WHAT YOU SHOULD DO: Having located "A point falls on each instance of the green" in the listing below, write out its line and every following line exactly, last line included, without the pictures.

-.-.-

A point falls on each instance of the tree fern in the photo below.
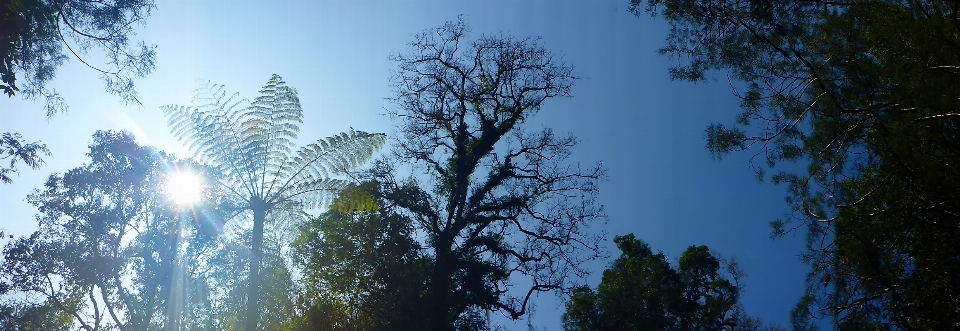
(253, 147)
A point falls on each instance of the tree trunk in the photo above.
(440, 289)
(253, 288)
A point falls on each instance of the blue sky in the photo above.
(646, 129)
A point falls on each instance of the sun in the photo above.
(185, 187)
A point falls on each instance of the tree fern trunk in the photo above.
(256, 252)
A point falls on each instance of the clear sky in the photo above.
(646, 129)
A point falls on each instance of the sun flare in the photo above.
(185, 187)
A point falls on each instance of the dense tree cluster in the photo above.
(473, 213)
(865, 95)
(497, 203)
(642, 291)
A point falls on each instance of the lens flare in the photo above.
(185, 188)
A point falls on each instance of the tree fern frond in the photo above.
(327, 157)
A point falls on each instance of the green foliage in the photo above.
(640, 290)
(494, 202)
(864, 94)
(35, 33)
(252, 148)
(13, 148)
(362, 270)
(107, 247)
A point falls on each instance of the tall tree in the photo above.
(108, 242)
(35, 33)
(253, 148)
(863, 93)
(497, 202)
(361, 267)
(642, 291)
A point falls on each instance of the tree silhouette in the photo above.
(864, 95)
(497, 203)
(253, 148)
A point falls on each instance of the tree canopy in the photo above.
(252, 148)
(496, 202)
(640, 290)
(865, 95)
(37, 35)
(108, 247)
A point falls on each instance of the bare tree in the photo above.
(502, 211)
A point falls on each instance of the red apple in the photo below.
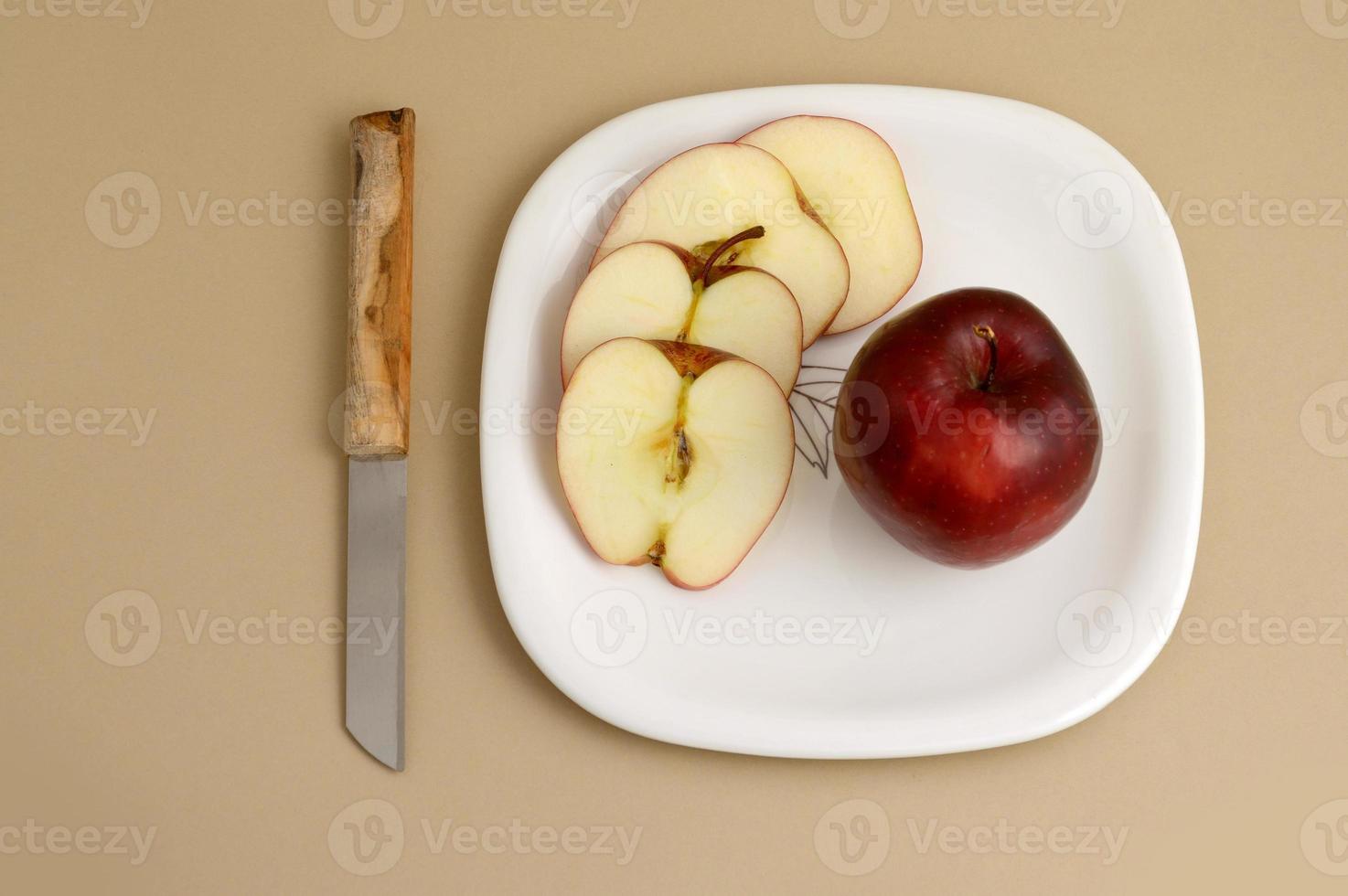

-.-.-

ANSWER TO THIS PROBLEM:
A point falls on each instance of the green foliage in the photo above.
(640, 290)
(494, 202)
(864, 94)
(35, 33)
(252, 148)
(13, 148)
(362, 270)
(107, 247)
A point falls on each instance of the tall tree in the photo above.
(108, 242)
(35, 33)
(253, 148)
(863, 93)
(497, 202)
(361, 267)
(642, 291)
A point falls on each instance of the tree silhouette in the photo above.
(864, 95)
(497, 203)
(253, 148)
A point falls on each instance of the tree canopy in the photo above.
(252, 148)
(496, 202)
(640, 290)
(865, 95)
(37, 35)
(108, 247)
A point falls on each instance of the bare tree in the photo above.
(502, 211)
A point falls on each instance of the red apple in the photo below.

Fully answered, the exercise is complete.